◆ WHAT IS NEEDED: Print all the entries exactly.
——
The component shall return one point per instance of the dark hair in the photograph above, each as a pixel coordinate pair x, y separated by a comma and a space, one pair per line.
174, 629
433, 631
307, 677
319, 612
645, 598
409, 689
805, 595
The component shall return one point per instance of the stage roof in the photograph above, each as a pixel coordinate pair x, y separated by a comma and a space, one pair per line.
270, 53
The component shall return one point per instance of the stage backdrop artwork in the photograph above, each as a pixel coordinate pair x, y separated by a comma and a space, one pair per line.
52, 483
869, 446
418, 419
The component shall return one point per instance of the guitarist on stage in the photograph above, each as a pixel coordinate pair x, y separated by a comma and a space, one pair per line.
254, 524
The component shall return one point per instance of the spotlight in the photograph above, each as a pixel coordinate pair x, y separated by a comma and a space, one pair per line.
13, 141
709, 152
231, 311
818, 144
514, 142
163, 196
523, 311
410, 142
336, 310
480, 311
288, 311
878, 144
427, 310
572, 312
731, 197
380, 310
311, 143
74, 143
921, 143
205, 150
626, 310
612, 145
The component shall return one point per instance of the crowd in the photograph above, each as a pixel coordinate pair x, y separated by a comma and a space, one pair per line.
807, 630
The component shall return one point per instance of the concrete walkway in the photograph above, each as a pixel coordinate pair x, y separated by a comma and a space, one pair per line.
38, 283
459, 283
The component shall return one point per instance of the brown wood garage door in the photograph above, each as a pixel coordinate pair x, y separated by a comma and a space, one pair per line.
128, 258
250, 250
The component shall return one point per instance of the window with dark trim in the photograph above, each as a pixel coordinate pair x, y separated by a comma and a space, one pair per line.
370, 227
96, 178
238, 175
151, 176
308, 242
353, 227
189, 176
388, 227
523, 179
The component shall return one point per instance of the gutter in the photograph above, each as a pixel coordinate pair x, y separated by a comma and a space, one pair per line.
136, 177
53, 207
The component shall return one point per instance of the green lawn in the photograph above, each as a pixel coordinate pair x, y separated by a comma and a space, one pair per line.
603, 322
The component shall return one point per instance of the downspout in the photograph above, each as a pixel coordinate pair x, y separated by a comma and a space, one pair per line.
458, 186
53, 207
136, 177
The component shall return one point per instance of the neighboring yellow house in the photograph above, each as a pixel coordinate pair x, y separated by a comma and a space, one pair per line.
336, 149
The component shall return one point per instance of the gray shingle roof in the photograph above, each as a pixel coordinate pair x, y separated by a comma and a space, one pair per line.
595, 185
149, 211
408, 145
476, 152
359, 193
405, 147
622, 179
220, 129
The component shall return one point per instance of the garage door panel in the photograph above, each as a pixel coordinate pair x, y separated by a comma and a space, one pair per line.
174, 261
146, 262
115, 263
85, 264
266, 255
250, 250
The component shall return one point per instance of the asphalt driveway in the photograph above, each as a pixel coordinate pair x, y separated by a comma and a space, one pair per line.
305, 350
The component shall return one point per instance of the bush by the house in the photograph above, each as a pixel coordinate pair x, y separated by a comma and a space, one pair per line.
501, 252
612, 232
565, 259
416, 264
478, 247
——
◆ FINISHED EXERCISE:
The component shall return one point per instance of the dark hair in the photograph above, each as a pixel coordinate pair x, y separated by a comma and a space, one pair per line.
174, 629
433, 631
307, 677
319, 612
645, 598
409, 689
805, 595
The component shall return one point per instance of the stage roof in the photograph above, each as a pixel coordinate pair x, y separated by a comma and a space, one pair per line.
270, 53
The component shall return one point per instance of the stage backdrop artwork in the photograph above, each as a pixel coordinate pair x, y separated by a comma and a space, one pair per line.
52, 483
869, 446
418, 419
The component shall return one point per instance of the guitarist on stage in the photograph above, each as a pixel coordinate pair x, y separated by a comma and a space, one pair per line.
254, 524
The component shall return one point per instance of the spotlight in the photograph above, each as a pixel coordinate pair x, y separated by a comma and a space, one pair per line.
13, 141
709, 152
231, 311
818, 144
514, 142
163, 196
523, 311
410, 142
336, 310
480, 311
288, 311
878, 144
427, 310
572, 312
731, 197
380, 310
311, 143
74, 143
921, 143
205, 150
626, 310
612, 145
The component shall return one point per instance of the crowd in the photograph above, each as a pixel coordinate pair x, y separated by a comma and a space, one pair per line.
807, 630
The component shall return one point per instance of the concrete walkway in the photograph above, each as a pixel coordinate pair x, y separated by a comma and a space, one pair per line.
38, 283
459, 283
The component shall return one point per instance of the brown wood garage door in the photograph above, each as a pixel coordinate pair x, y separated by a comma and a space, one pair per line.
128, 258
250, 250
The component shall return one point per instance of the window with dark trim in the photograph above, each as a pixel coordinate pair x, y separated by a comma and a space, one pair per line.
370, 227
96, 178
238, 175
151, 176
308, 242
353, 227
189, 176
388, 227
523, 179
The component shall return one point per instance of the gutter in the photograph above, each as a pixel coordinate pair x, y separated by a comma and a space, one pair per line.
136, 177
53, 207
The component shall return one point per instance of the green lawn in the photograph above, each as a pixel coordinate pair x, y separated by a comma and a space, one pair per line.
603, 322
The component shall return one point per instance of the downspout in the photograph above, each as a pixel coordinate pair x, y separated by a comma and a space, one pair per line.
458, 186
53, 207
136, 177
The component shall return one point per instance of the neighboring yellow house in the photograph above, each as a pixel coordinate pair x, y separated by a comma and a space, one pair per line.
336, 149
The component shall return one point per instance of the gray shingle roof in the photograph above, each as a pixel coordinate pair x, y separated by a comma and a space, one pair per line.
595, 185
149, 211
408, 145
476, 152
359, 193
405, 147
622, 179
220, 129
The component shall return one point per instance of the garage door panel in the photograph above, each as a pixel coordinate pair x, y separated by a comma and a space, one pair per line.
174, 261
146, 262
115, 263
85, 264
266, 255
250, 250
The component shall return one point per instance of the asphalt driveway in the photograph above, each as a pixel coordinate pair x, y separated by a comma and a space, one pair per line.
305, 350
The component shall return one point per instance of the bush by the house in the photograph above, each as a pixel coordinate pair x, y separated by a comma and a space, one pair per line.
501, 252
612, 232
565, 259
416, 264
478, 247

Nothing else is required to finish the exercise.